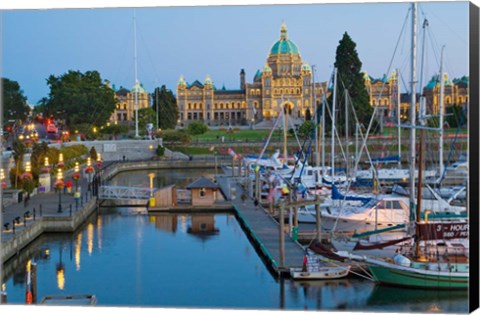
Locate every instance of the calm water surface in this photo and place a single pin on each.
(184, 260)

...

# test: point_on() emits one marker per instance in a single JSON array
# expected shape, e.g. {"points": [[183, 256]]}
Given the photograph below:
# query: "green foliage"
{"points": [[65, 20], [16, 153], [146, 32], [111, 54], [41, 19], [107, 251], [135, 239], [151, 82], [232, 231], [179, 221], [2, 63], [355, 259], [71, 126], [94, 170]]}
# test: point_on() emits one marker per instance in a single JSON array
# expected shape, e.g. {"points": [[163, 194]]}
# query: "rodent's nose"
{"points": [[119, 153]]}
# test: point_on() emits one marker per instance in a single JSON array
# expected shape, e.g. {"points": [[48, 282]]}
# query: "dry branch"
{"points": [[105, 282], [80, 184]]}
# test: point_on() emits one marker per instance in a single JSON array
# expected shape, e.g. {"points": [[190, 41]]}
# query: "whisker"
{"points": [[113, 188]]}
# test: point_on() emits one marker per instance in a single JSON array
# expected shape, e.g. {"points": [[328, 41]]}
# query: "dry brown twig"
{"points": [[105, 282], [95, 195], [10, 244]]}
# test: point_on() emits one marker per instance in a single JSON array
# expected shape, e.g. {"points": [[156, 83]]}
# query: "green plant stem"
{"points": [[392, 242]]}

▶ _Directive_: Please find every line in the entries above that contains the word "query" and copy each one out in full.

▶ _Written solution_:
# query: "green foliage"
# query: "rodent's nose"
# query: "dry branch"
# query: "whisker"
# query: "dry brown twig"
# query: "green plant stem"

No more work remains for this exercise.